====== SUPPLIED DATA ======
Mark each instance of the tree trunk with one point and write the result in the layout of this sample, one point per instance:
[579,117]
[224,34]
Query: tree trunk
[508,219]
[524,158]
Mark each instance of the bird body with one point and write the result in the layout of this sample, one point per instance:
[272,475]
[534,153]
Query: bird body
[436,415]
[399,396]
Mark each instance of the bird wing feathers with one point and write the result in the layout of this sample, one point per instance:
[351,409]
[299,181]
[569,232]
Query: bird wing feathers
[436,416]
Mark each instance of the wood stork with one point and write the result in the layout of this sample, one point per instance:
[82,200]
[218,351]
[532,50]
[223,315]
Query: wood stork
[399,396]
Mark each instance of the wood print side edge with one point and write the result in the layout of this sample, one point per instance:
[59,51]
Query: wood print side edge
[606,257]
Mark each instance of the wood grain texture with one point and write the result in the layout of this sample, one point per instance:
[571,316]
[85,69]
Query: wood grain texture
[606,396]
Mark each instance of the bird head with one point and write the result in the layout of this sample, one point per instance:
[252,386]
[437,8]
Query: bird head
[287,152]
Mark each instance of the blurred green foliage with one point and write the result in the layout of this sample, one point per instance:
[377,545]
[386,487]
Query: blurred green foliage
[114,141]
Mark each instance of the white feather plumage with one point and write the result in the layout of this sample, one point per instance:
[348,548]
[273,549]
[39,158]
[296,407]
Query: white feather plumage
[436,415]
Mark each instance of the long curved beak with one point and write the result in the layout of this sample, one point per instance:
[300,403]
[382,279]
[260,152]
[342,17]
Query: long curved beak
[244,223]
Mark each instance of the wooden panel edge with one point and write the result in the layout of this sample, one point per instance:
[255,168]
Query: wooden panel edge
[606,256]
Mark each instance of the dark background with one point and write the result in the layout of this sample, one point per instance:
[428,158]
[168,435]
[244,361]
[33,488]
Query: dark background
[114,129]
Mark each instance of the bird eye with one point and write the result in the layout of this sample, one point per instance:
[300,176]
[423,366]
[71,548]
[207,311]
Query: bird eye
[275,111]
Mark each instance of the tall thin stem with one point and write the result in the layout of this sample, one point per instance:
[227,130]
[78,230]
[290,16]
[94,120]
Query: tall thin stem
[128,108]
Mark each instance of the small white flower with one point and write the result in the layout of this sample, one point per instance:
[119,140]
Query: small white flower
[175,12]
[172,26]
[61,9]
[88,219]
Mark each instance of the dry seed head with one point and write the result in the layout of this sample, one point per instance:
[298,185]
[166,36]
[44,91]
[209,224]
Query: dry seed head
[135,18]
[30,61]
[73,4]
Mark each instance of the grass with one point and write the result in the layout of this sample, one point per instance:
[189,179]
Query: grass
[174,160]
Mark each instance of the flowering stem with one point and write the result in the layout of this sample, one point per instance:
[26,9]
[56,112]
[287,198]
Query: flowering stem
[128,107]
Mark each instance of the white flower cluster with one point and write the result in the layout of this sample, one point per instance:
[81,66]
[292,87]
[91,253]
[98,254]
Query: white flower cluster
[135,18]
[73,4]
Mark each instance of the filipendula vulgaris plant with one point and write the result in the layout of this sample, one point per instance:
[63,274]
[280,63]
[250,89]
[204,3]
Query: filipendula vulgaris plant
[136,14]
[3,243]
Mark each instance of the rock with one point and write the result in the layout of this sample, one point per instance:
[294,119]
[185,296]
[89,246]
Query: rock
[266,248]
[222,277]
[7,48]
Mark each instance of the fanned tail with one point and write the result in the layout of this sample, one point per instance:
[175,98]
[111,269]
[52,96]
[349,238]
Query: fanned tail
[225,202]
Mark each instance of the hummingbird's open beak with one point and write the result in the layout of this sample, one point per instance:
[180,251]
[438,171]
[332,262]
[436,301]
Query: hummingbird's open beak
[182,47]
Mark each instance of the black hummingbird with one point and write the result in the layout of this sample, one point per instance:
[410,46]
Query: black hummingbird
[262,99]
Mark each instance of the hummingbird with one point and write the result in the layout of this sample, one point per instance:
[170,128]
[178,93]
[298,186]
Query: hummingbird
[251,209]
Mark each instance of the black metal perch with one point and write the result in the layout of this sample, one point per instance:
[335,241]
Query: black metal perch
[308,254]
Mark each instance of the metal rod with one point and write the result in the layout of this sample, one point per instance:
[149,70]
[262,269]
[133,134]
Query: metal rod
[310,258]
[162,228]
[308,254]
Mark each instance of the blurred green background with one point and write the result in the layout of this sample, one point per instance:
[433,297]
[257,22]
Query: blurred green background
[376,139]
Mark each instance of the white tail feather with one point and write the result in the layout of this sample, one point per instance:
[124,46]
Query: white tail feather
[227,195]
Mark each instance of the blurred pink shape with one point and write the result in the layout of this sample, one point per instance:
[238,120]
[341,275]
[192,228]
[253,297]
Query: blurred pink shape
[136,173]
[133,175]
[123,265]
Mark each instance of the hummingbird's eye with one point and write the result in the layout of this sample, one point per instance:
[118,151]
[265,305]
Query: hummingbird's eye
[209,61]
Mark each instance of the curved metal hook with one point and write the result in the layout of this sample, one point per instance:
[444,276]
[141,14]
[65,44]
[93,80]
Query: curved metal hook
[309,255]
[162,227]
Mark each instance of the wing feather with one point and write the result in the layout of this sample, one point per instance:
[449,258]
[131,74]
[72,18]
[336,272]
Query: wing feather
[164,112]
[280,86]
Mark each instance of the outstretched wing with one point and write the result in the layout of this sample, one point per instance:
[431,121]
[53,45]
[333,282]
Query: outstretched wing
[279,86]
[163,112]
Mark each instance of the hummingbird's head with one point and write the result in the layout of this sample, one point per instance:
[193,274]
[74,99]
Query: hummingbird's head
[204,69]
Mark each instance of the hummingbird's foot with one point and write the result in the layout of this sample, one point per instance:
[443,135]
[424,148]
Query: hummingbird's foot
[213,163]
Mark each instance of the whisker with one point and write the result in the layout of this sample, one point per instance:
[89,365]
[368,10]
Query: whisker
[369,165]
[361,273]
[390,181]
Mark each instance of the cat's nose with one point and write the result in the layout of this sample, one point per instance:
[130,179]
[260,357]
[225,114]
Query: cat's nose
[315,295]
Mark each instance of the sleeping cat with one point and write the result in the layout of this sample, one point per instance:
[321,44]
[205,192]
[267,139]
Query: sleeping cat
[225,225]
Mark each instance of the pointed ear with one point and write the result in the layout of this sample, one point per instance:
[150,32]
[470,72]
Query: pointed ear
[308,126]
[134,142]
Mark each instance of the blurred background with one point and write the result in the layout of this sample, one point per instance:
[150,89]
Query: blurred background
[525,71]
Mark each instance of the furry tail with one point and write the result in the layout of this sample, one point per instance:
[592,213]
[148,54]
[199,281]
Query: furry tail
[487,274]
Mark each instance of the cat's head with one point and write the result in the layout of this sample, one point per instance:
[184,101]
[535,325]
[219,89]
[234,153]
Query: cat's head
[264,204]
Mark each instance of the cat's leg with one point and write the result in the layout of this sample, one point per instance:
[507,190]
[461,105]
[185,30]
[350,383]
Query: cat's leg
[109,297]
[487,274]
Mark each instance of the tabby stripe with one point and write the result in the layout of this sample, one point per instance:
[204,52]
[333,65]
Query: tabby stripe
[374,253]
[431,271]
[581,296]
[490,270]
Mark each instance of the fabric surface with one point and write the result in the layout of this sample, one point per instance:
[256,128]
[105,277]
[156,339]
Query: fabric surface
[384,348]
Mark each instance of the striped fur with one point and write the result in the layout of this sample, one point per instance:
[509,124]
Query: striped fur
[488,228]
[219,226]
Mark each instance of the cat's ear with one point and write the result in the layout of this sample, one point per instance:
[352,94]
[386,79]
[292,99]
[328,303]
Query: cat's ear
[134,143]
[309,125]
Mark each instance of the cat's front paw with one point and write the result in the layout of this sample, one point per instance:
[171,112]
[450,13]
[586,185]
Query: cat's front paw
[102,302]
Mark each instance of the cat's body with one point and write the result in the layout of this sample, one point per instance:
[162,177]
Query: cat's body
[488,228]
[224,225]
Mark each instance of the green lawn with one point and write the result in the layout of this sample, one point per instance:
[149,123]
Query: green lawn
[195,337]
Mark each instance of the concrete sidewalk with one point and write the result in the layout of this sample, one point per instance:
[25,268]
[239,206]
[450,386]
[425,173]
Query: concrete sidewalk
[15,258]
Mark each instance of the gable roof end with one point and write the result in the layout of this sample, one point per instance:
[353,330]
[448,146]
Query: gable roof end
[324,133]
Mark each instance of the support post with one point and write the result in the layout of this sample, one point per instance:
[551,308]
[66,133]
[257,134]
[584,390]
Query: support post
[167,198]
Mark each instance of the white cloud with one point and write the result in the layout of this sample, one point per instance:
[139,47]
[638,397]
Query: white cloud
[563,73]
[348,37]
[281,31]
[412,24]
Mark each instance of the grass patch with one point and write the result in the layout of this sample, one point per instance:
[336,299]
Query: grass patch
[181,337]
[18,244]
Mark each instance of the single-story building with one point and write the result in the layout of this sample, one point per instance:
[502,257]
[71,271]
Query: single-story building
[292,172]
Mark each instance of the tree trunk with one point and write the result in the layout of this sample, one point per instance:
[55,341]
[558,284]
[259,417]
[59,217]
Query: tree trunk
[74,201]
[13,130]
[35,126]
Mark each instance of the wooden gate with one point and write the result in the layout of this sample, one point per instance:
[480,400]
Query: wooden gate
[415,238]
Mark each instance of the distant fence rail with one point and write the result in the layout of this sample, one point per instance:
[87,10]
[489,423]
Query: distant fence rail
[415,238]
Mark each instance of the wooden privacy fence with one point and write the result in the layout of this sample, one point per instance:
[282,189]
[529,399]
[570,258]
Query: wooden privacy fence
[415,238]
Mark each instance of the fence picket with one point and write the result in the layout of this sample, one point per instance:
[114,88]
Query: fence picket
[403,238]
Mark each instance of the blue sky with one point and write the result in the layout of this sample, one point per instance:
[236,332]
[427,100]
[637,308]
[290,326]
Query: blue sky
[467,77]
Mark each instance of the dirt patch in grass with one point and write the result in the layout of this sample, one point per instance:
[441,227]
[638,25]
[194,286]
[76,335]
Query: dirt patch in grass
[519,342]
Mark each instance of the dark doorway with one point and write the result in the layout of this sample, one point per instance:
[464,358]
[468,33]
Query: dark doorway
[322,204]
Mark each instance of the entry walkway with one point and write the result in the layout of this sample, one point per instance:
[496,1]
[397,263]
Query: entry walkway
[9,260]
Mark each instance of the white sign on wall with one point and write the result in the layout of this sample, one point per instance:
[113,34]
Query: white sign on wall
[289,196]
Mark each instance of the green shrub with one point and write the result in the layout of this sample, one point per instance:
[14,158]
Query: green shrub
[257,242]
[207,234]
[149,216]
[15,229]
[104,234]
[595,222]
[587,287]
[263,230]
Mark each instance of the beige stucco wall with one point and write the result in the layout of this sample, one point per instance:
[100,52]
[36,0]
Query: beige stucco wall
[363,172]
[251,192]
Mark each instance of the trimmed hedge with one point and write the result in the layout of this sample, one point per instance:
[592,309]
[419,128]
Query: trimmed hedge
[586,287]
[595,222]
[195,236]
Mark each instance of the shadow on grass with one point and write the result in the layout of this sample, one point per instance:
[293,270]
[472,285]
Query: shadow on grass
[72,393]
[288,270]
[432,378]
======
■ **PROMPT**: Transcribe exactly, and only, the lines from the one bearing "Mark each instance of the green shrub" through the last line of the entries, counting both.

■ **EXERCISE SOLUTION**:
Mark each instance of the green shrub with one point and write the result in the layout of this sample, one point per instance:
[14,158]
Query: green shrub
[257,242]
[207,234]
[149,216]
[15,229]
[104,234]
[595,222]
[587,287]
[263,230]
Mark each instance of the beige stucco wall with one point and write the result in the layout of this sample, one point per instance:
[100,52]
[36,0]
Query: beige stucco wall
[363,172]
[251,192]
Mark each instance of the trimmed hedge with one point and write the result in the layout of this sample, one point per instance:
[592,309]
[419,128]
Query: trimmed hedge
[586,287]
[595,222]
[195,236]
Mark each instance of the shadow on grass with one point and write the result in the layout of this sample, one point per instance:
[293,270]
[472,285]
Query: shadow on grass
[72,393]
[288,270]
[432,378]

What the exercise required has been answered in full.